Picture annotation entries
#####
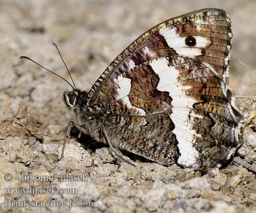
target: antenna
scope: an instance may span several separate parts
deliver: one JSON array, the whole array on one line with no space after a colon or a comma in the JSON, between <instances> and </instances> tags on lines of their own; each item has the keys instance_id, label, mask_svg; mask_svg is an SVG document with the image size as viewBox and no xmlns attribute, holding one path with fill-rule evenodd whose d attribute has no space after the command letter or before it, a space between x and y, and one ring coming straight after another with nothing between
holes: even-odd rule
<instances>
[{"instance_id":1,"label":"antenna","mask_svg":"<svg viewBox=\"0 0 256 213\"><path fill-rule=\"evenodd\" d=\"M29 58L29 57L27 57L26 56L20 56L20 57L19 58L20 58L20 59L26 59L26 60L30 60L31 61L32 61L32 62L34 62L36 64L37 64L39 66L42 67L42 68L44 69L47 70L47 71L49 71L50 72L51 72L52 73L54 74L55 75L57 75L58 77L59 78L60 78L63 80L64 80L67 83L68 83L71 87L72 87L72 88L73 89L76 89L76 86L75 86L75 87L74 87L74 86L72 86L72 85L70 83L69 83L67 81L65 78L62 78L60 75L59 75L57 74L56 74L55 72L53 72L50 70L49 69L48 69L46 68L45 67L44 67L44 66L43 66L42 65L41 65L41 64L39 64L37 62L36 62L35 61L35 60L32 60L32 59L31 59L31 58ZM66 66L66 65L65 65ZM69 73L70 73L69 72L69 72ZM72 78L71 78L71 79L72 79ZM72 81L73 81L73 80L72 80ZM73 83L74 83L73 82ZM74 84L74 85L75 85L75 84Z\"/></svg>"},{"instance_id":2,"label":"antenna","mask_svg":"<svg viewBox=\"0 0 256 213\"><path fill-rule=\"evenodd\" d=\"M53 45L56 48L56 49L57 49L58 52L58 53L59 55L60 55L60 56L61 57L61 60L62 60L62 62L63 62L63 63L64 64L64 65L65 65L65 67L66 67L66 69L67 70L68 74L69 74L70 76L70 78L71 79L71 80L72 81L72 82L73 83L73 84L74 84L74 86L75 87L75 88L76 88L76 85L75 85L75 83L74 83L74 81L73 81L73 78L72 78L72 77L71 76L71 75L70 74L70 73L69 72L69 70L67 69L67 65L66 65L66 63L65 63L65 62L64 62L64 60L63 60L63 58L62 58L62 56L61 56L61 53L60 52L60 51L58 50L58 46L57 46L57 45L54 42L52 42L52 45Z\"/></svg>"}]
</instances>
#####
**AIM OF THE EXERCISE:** Copy out word for word the stretch from the start of the records through the line containing "scope: an instance", leaving the picture out.

**FINAL RESULT:**
target: antenna
scope: an instance may span several separate parts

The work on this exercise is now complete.